Entries taken from a collection:
►

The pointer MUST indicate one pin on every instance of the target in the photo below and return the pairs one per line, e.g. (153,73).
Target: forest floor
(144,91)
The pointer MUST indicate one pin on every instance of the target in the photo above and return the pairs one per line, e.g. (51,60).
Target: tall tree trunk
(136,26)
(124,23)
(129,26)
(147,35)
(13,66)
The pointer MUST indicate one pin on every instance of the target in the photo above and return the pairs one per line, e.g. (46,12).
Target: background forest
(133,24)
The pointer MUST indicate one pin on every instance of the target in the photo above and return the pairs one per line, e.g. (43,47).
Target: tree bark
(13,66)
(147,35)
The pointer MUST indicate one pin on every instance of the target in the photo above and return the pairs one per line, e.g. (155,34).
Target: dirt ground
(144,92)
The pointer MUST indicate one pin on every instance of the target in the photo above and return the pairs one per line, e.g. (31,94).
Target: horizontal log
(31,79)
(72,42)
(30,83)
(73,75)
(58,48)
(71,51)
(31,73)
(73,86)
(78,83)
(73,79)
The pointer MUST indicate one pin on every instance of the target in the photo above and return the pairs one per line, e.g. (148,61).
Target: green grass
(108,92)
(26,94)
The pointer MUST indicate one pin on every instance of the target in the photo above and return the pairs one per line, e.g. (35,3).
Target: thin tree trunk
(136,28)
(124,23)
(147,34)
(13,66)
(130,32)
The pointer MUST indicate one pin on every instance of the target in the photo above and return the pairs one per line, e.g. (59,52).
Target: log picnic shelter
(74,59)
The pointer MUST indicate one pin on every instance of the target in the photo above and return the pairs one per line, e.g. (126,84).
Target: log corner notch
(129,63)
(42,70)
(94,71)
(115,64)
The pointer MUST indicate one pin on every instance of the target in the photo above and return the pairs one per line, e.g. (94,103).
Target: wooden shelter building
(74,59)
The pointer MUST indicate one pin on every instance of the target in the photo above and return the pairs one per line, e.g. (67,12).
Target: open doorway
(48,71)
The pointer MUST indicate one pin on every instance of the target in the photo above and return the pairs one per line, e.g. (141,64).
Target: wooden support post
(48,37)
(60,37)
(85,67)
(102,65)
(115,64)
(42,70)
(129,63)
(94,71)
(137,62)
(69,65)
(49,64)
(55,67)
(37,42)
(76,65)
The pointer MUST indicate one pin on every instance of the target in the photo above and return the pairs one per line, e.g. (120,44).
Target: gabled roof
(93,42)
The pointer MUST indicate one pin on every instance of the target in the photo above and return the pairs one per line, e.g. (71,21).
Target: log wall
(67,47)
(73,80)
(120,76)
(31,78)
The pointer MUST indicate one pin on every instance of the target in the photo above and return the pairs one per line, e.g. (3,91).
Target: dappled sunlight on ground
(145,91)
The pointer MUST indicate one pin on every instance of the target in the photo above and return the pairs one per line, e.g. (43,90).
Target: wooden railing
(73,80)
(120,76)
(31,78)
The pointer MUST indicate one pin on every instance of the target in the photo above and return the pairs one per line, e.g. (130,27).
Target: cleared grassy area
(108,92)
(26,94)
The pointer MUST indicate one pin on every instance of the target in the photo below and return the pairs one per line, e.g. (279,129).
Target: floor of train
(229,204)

◄
►

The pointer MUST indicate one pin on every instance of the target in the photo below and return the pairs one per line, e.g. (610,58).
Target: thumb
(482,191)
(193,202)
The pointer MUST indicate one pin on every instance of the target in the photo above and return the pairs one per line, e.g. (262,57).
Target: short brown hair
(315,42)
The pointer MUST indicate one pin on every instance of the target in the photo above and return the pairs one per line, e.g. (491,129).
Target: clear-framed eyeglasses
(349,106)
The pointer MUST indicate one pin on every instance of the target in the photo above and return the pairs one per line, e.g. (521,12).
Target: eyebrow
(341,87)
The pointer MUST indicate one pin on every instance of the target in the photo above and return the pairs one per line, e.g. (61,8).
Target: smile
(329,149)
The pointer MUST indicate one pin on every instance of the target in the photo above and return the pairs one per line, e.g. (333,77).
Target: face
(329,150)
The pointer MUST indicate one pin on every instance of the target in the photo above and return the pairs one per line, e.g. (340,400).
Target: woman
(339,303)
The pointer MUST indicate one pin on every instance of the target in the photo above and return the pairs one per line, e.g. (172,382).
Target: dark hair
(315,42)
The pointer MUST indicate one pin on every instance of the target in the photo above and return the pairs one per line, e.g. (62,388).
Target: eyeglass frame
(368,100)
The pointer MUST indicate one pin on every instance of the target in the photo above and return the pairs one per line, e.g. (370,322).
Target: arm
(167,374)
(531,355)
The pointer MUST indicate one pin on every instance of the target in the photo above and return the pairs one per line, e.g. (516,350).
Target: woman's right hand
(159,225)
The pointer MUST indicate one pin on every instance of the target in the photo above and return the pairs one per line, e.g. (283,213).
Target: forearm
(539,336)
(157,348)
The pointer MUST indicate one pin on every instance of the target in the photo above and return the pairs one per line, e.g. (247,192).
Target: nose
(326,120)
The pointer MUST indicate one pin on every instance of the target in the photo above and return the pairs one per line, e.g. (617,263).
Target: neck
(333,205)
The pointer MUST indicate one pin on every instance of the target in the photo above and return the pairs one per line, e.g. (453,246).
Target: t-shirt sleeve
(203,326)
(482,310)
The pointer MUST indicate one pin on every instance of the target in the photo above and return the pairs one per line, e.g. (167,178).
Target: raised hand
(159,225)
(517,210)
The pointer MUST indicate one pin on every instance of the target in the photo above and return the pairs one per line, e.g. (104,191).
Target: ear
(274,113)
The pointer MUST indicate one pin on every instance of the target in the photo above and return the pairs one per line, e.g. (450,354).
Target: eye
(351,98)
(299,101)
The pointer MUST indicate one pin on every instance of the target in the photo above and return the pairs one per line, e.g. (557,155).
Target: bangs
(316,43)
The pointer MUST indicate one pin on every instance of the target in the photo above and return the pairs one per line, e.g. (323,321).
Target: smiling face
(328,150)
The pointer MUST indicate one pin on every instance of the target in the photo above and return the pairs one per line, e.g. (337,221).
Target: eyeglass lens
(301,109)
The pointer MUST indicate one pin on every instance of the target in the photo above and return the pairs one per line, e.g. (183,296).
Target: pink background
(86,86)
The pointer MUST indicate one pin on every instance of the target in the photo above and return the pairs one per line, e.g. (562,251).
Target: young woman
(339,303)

◄

What is needed:
The answer must be every line of the data that contains the word "below".

Task result:
The pointer MUST indicate one pin on every instance of the target in the photo below and return the pairs one per line, e.g. (153,73).
The pointer MUST indicate one pin on every instance of the target in the photo below and return the pairs one per line, e.g. (279,129).
The pointer MUST indicate one pin on every instance of the target in the photo below and return the pairs one per line, e.g. (610,58).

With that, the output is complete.